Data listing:
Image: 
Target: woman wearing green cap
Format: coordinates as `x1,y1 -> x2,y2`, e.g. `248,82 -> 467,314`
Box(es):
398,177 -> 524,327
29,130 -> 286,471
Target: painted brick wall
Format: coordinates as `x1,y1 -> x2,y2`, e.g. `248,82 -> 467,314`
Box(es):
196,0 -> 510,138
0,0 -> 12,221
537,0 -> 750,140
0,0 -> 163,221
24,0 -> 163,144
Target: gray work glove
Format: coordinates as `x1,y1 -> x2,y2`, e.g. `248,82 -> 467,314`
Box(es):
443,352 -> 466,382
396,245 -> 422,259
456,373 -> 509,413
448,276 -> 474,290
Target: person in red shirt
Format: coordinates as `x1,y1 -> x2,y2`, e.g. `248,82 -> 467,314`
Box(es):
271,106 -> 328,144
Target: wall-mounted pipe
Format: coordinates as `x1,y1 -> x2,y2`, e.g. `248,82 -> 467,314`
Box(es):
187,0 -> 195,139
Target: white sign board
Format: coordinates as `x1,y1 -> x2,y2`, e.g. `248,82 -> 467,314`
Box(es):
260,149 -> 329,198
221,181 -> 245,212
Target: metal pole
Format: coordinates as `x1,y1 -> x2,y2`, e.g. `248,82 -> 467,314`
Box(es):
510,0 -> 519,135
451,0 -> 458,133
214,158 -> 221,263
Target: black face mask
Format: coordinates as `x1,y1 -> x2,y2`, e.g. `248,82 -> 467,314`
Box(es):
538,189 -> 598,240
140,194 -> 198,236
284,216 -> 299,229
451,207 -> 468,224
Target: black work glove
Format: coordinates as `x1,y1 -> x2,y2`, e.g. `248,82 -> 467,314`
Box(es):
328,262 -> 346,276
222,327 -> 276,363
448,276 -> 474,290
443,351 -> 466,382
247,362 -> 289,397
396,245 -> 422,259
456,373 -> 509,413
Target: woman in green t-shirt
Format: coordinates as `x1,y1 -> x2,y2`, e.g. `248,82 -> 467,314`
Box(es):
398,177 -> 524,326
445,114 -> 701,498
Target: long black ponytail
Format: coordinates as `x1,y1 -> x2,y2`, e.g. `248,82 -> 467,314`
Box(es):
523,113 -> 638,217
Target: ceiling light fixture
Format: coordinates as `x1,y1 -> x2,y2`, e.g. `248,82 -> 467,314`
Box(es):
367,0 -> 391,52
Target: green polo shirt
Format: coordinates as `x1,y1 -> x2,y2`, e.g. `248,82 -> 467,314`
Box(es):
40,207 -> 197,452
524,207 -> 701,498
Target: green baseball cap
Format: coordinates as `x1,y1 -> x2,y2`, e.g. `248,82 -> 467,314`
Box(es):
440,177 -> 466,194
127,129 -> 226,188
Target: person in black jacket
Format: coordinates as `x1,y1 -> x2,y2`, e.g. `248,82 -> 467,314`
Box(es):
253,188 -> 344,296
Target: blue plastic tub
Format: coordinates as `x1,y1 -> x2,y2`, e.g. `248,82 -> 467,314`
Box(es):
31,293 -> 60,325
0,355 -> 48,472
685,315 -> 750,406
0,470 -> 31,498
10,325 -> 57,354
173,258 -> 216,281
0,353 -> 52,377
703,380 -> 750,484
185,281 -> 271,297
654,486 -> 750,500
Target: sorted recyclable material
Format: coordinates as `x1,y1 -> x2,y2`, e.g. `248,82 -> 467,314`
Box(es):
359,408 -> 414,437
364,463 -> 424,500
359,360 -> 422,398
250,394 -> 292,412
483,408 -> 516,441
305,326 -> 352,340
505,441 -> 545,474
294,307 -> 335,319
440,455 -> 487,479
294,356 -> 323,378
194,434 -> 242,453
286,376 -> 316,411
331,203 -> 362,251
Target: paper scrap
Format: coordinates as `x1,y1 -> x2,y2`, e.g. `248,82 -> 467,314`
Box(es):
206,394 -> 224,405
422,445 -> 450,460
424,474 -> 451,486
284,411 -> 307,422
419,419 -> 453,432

AIM OF THE TASK
Retype every line of the data above, keeping each line unchanged.

RESULT OF THIS TASK
Image: 
Target: woman wearing green cap
Format: coordinates as `x1,y1 -> x2,y2`, e.g. `248,82 -> 467,314`
Box(es):
398,177 -> 524,327
29,130 -> 286,471
Target: painted brick wall
Format: coordinates as `x1,y1 -> x2,y2`, e.g. `248,82 -> 467,314`
Box(es):
196,0 -> 510,138
0,0 -> 12,221
537,0 -> 750,140
0,0 -> 163,221
24,0 -> 163,144
Target: gray work glove
Format: coordinates as `x1,y1 -> x2,y2`, e.g. `248,82 -> 467,314`
Box(es):
443,352 -> 466,382
396,245 -> 422,259
456,373 -> 509,413
448,276 -> 474,290
Target: person in red shirt
Format: coordinates as `x1,y1 -> x2,y2`, e.g. `248,82 -> 467,314`
Box(es):
271,106 -> 328,144
Target: wall-mounted pipe
Format: coordinates as `x1,y1 -> x2,y2`, e.g. `248,82 -> 467,314`
Box(es):
187,0 -> 195,139
Target: white sign board
Format: coordinates as `x1,y1 -> x2,y2`, e.g. `248,82 -> 467,314`
Box(es):
260,149 -> 329,198
221,181 -> 245,212
Target: metal pole
Format: coordinates as `x1,y1 -> x2,y2`, e.g. `248,82 -> 467,314`
Box(es):
510,0 -> 519,135
451,0 -> 458,133
214,158 -> 221,263
Target: black face mask
Format: coordinates as `x1,y1 -> x2,y2`, e.g. `248,82 -> 467,314`
Box(es):
538,189 -> 598,240
140,194 -> 198,236
284,216 -> 299,229
451,207 -> 468,224
Target: black work glove
Format: coordinates as `x1,y1 -> x2,y2`, e.g. `248,82 -> 467,314`
Box(es):
328,262 -> 346,276
222,327 -> 276,363
448,276 -> 474,290
443,351 -> 466,382
247,362 -> 289,397
396,245 -> 422,259
456,373 -> 509,413
Target: woman in green t-shirt
Format: coordinates as `x1,y1 -> x2,y2`, e.g. `248,82 -> 467,314`
Box(es):
398,177 -> 524,326
445,114 -> 701,498
Target: long black ponytail
Format: coordinates as `x1,y1 -> x2,y2`, e.g. `248,82 -> 467,314`
Box(es):
523,113 -> 638,217
Target: ceiling light fixture
Format: coordinates as `x1,y1 -> x2,y2`, e.g. `248,82 -> 467,314`
Box(es):
367,0 -> 391,52
Target: green polo shirt
Format: coordinates as `x1,y1 -> x2,y2`, e.g. `248,82 -> 467,314`
Box(es):
40,207 -> 197,452
524,207 -> 701,498
Target: green baseball cap
Format: coordinates as `x1,y1 -> x2,y2`, e.g. `248,82 -> 467,314`
Box(es):
440,177 -> 466,194
127,129 -> 226,188
Target: person in black jacket
Format: coordinates as `x1,y1 -> x2,y2`, e.g. `248,82 -> 467,314`
Box(es):
253,188 -> 344,296
Target: blue plastic tub
Format: coordinates as `x1,y1 -> x2,y2`, e.g. `248,82 -> 467,314`
Box(es):
31,293 -> 60,325
0,355 -> 48,472
685,315 -> 750,406
0,470 -> 31,498
10,325 -> 57,354
173,258 -> 216,281
0,353 -> 52,377
703,380 -> 750,484
185,281 -> 271,297
654,486 -> 750,500
Target: sorted recyclable material
Format: coordinates as `x1,y1 -> x2,y2`, e.g. `248,82 -> 467,314`
Box(es):
359,408 -> 414,437
364,463 -> 424,500
359,360 -> 422,398
250,394 -> 292,412
483,408 -> 516,441
305,326 -> 352,340
505,441 -> 545,474
294,307 -> 335,319
440,455 -> 487,479
294,356 -> 323,378
194,434 -> 242,453
286,376 -> 316,411
331,203 -> 362,251
Target: paper scrap
Format: coordinates as `x1,y1 -> x2,y2`, e.g. `248,82 -> 467,314`
Box(es):
206,394 -> 224,405
422,445 -> 450,460
424,474 -> 451,486
284,411 -> 307,422
419,419 -> 453,432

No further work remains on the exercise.